Rows from a pointing dataset:
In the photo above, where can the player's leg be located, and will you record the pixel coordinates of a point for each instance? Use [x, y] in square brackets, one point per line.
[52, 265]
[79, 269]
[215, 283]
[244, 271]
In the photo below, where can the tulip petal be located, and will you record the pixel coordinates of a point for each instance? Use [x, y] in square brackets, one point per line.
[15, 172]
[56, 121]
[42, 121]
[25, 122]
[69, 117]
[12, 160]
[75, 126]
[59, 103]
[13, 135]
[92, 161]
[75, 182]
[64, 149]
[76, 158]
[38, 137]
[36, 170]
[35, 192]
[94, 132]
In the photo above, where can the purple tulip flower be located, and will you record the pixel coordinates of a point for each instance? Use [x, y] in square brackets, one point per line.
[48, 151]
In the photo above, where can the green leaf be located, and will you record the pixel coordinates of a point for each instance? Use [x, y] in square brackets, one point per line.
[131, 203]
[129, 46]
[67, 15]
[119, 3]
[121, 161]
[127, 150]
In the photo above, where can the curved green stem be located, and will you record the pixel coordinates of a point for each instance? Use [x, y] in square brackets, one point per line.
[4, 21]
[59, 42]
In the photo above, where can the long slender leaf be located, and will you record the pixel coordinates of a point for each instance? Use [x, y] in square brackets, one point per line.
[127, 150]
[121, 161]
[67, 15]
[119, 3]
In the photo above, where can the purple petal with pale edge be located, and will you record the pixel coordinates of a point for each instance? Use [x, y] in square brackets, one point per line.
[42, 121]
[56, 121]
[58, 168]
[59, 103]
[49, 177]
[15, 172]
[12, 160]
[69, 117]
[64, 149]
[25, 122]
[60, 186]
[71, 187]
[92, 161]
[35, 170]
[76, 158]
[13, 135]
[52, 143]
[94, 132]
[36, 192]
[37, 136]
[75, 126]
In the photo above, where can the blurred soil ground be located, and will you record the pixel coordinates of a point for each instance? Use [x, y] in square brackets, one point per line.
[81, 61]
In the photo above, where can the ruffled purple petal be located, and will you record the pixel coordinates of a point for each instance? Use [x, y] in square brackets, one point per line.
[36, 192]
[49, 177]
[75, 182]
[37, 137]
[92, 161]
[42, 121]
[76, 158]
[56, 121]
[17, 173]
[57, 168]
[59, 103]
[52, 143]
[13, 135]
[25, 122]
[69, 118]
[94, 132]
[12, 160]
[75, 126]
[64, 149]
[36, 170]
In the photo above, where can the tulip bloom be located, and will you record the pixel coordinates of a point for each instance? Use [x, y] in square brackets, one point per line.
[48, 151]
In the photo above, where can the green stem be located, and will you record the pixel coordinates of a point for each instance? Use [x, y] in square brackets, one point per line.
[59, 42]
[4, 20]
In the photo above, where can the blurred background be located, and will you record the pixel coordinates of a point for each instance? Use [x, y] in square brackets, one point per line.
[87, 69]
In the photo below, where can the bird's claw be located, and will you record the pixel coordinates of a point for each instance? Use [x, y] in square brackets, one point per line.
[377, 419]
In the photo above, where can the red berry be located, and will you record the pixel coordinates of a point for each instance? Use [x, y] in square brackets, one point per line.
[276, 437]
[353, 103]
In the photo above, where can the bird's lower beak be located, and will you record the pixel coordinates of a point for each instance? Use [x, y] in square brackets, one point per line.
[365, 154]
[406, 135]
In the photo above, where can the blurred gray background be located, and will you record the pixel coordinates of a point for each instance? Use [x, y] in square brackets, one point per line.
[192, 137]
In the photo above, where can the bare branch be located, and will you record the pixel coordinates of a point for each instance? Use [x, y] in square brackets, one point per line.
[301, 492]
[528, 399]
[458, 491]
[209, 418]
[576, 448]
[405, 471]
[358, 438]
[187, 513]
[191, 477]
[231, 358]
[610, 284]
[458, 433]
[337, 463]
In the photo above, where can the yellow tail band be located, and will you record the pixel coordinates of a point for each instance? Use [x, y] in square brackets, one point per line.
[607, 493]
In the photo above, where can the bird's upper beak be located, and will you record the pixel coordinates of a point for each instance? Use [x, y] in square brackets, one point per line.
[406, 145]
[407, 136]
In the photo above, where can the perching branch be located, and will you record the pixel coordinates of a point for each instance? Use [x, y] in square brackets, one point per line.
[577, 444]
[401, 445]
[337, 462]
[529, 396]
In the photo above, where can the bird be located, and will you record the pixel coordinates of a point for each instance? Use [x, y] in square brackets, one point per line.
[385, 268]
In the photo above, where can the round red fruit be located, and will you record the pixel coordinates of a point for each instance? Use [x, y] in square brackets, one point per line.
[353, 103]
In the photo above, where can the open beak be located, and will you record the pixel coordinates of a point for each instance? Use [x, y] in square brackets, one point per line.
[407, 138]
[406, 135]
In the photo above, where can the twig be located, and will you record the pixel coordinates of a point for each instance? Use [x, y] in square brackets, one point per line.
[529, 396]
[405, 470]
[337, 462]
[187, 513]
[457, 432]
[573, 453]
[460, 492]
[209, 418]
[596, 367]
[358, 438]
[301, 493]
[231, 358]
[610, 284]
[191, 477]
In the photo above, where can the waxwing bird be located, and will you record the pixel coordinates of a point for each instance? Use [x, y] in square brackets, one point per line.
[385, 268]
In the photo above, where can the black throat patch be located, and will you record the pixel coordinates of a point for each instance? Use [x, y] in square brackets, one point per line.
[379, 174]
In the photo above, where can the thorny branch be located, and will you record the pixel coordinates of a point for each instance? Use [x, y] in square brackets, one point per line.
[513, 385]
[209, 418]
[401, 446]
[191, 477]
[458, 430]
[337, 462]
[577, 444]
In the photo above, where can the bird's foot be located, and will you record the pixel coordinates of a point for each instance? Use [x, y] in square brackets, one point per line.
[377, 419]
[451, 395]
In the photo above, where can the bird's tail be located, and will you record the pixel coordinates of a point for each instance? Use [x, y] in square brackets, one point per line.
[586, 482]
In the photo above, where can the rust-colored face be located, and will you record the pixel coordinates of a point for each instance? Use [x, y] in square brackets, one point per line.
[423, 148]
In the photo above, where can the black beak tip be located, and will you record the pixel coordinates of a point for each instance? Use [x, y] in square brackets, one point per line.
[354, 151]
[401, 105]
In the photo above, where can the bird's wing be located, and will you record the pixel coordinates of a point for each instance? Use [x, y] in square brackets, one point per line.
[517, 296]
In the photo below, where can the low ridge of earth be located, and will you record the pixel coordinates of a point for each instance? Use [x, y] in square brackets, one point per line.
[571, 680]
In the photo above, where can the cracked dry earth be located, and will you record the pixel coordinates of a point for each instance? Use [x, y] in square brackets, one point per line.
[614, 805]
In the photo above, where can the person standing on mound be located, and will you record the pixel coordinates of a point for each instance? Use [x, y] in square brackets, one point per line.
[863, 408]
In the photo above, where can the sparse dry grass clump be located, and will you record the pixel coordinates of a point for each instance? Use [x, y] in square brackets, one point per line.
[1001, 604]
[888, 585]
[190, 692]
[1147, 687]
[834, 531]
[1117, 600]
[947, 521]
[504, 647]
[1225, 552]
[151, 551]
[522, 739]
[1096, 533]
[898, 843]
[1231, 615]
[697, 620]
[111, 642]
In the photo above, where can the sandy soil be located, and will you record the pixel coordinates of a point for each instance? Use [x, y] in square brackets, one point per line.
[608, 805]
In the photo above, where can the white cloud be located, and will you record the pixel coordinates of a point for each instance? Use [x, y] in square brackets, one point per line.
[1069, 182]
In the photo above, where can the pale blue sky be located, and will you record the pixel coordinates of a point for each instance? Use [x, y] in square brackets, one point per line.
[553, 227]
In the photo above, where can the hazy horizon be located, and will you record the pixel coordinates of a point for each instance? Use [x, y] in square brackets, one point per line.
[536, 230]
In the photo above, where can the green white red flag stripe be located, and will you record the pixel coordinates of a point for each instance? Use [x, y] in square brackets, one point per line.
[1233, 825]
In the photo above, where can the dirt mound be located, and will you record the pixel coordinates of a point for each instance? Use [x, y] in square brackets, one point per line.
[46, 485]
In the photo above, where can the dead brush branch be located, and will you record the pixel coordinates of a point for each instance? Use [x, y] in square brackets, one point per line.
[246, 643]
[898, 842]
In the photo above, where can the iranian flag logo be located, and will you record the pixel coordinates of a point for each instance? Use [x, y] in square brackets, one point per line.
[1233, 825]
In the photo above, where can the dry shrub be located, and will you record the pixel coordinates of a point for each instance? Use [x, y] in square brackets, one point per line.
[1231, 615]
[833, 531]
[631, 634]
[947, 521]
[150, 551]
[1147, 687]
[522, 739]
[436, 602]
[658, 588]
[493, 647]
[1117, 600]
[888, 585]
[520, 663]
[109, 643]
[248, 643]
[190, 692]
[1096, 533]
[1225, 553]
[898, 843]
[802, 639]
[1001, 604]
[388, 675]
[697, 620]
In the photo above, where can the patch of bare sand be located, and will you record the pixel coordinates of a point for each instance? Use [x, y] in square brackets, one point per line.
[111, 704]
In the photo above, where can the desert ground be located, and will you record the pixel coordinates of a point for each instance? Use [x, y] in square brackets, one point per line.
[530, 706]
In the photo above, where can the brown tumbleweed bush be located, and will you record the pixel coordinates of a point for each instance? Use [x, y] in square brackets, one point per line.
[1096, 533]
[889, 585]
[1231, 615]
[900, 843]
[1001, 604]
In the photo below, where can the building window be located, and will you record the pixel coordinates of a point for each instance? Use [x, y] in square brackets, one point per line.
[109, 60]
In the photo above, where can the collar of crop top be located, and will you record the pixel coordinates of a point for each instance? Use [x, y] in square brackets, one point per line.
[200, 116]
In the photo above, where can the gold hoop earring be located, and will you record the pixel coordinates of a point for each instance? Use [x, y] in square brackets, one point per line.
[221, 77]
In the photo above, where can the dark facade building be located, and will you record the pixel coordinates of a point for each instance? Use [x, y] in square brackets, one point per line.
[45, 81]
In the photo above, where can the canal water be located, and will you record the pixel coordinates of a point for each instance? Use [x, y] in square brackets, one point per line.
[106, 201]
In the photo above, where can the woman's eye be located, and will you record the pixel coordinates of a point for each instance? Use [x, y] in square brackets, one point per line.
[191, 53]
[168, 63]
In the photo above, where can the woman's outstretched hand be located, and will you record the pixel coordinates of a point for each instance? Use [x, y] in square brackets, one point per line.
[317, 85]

- Written exercise
Return exactly the lines from the one containing "In the photo above, where can the collar" through the last line of the records above, both included, and nothing else.

- Full response
In the photo above, where can the collar of crop top be located, and will you record the pixel coordinates of a point for each instance? Use [x, y] in square brackets, one point per line.
[200, 116]
In the photo above, where can the gold hoop earring be located, and will you record the pixel coordinates of a point for each instance? Use [x, y] in square brackets, one point per line.
[221, 77]
In the photo above, where can the dark facade building be located, and will you record the pixel coordinates of a point for each instance? Use [x, y] in square brackets, one point per line.
[45, 81]
In the photo above, where can the canal water be located, and will you record the pixel coordinates of a point for each instance? Use [x, y] in square brackets, one point per line.
[106, 201]
In the photo above, where can the woman's eye be located, and will you record the pixel coordinates of a point for each instance? Use [x, y] in square brackets, one point per line.
[191, 53]
[168, 63]
In the photo above, where can the woman's outstretched hand be located, and will you record the pixel coordinates of a point for each instance? Use [x, y] in square brackets, one point per line.
[317, 85]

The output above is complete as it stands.